Given passage START

When functioning properly, our bodies are made of about 55% to 60% water. When we are hydrated, our cells have enough water inside of them to function properly, Cohen says.

When these cells are not properly hydrated, they are not operating efficiently. That’s because our bodies are spending their resources trying to warn us about our hydration levels. That headache or fatigue you feel when you are dehydrated is a sign your body is expending energy on this warning system, and pulling resources from other important functions.

Being hydrated isn’t just about getting enough water, however. It also means that our bodies are in homeostasis, that is, our mineral, vitamin and fluid levels are balanced.

While one of the first signs of dehydration is increased thirst, some signs may be easy to misread as symptoms of something else. These signs include dizziness, weakness, headache, dry skin, dry mouth or fatigue, says Cohen.

One major indication that you’re dehydrated, Cohen adds, is that your urine may appear amber-colored. If you use the bathroom, you may also notice a smaller amount of urine than usual.

Given passage END
Supplied information START

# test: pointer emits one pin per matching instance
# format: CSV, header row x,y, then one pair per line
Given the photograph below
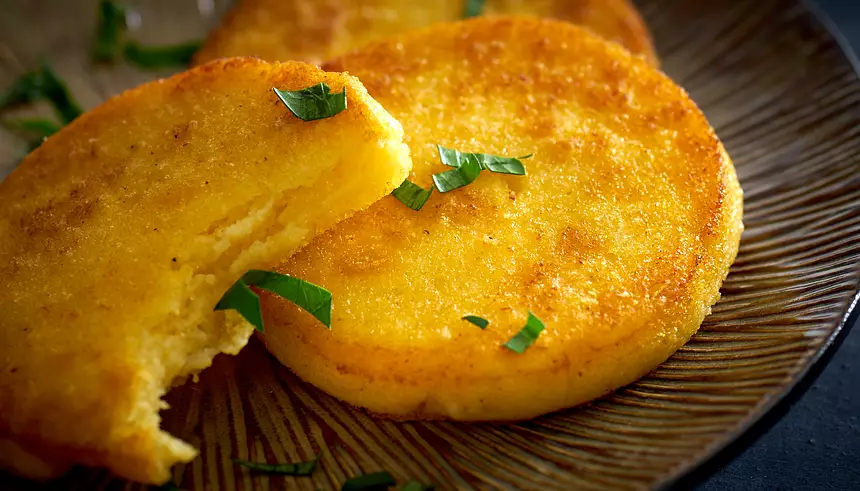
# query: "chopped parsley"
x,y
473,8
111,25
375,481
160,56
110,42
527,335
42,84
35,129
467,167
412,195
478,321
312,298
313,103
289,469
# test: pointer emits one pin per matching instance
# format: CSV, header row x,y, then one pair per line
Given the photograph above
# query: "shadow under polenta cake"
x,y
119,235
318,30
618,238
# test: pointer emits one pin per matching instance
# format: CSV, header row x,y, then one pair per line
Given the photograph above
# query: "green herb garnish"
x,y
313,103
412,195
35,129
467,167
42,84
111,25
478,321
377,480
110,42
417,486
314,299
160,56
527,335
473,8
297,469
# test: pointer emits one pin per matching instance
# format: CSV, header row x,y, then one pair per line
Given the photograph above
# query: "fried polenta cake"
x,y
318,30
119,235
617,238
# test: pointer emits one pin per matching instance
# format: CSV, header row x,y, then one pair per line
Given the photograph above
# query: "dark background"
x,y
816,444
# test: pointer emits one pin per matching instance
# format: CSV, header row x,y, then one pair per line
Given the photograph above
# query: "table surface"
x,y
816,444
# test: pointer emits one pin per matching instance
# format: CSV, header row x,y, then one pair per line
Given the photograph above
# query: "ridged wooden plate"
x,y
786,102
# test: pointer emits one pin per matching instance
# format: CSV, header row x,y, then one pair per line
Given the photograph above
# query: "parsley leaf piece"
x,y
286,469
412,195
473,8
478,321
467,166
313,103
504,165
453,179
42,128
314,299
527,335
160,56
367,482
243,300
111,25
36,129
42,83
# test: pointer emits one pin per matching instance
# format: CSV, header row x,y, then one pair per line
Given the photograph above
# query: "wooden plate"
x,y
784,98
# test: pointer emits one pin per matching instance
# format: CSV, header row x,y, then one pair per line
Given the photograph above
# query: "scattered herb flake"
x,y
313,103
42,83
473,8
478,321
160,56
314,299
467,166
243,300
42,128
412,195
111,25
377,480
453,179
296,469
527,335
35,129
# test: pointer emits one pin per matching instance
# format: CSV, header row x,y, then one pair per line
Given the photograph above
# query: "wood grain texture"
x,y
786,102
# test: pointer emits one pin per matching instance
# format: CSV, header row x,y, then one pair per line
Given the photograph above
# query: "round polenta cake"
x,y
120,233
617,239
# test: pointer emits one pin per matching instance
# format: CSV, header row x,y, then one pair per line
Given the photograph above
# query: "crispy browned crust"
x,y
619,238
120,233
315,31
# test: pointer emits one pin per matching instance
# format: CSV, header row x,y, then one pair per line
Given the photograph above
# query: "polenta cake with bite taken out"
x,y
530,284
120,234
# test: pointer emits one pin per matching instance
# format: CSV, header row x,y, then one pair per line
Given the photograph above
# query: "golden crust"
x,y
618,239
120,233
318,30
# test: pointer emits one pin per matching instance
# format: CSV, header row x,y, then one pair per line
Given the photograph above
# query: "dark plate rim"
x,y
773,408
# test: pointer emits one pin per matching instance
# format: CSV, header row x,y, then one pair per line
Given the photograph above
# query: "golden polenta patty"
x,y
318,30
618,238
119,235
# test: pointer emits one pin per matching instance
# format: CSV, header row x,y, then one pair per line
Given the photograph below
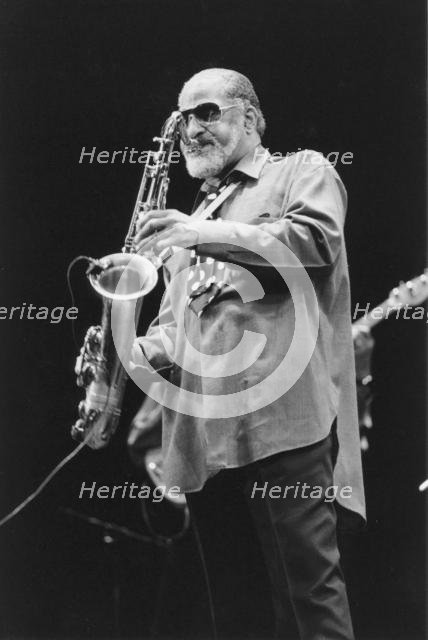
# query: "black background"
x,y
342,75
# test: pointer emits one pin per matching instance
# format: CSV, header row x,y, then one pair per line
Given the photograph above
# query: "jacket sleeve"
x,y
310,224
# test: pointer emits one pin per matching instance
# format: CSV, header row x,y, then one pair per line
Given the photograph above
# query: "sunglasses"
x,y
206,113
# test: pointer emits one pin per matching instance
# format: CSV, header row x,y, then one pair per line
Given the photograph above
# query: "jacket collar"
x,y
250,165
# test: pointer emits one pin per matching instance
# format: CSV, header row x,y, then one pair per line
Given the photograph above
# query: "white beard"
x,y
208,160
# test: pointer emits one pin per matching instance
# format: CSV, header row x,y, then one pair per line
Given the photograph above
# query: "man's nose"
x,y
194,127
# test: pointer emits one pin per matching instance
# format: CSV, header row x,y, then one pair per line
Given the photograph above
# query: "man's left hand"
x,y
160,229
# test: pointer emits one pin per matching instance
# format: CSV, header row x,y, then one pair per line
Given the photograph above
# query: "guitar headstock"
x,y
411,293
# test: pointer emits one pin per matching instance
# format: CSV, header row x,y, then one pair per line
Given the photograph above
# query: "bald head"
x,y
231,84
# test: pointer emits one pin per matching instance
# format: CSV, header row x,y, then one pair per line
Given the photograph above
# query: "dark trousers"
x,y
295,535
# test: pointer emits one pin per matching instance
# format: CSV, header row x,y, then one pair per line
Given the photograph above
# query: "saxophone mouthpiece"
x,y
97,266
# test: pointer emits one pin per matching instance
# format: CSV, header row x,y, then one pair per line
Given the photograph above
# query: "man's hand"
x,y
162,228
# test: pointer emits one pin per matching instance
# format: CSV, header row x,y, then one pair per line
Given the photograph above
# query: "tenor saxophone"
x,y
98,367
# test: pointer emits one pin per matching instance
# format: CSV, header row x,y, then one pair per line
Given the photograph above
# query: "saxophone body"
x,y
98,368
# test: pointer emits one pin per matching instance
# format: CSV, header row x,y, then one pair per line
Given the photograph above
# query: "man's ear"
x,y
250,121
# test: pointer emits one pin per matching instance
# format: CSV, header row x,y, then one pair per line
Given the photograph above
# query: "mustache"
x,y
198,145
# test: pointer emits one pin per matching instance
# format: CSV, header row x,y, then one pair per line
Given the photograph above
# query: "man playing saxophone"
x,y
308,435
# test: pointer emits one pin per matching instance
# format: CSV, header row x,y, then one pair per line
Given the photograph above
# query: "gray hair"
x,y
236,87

Supplied information END

**Work task 1:**
Repeat the stretch of the hydration passage from "When these cells" through "fatigue, says Cohen.".
**Work task 2:**
Answer these questions from the hydration passage:
(a) What share of the body is water when it is functioning properly?
(b) In a state of homeostasis, which levels are balanced?
(c) What color may urine appear when a person is dehydrated?

**Written reply 1:**
When these cells are not properly hydrated, they are not operating efficiently. That’s because our bodies are spending their resources trying to warn us about our hydration levels. That headache or fatigue you feel when you are dehydrated is a sign your body is expending energy on this warning system, and pulling resources from other important functions.

Being hydrated isn’t just about getting enough water, however. It also means that our bodies are in homeostasis, that is, our mineral, vitamin and fluid levels are balanced.

While one of the first signs of dehydration is increased thirst, some signs may be easy to misread as symptoms of something else. These signs include dizziness, weakness, headache, dry skin, dry mouth or fatigue, says Cohen.

**Written reply 2:**
(a) About 55% to 60%.
(b) Mineral, vitamin and fluid levels.
(c) Amber.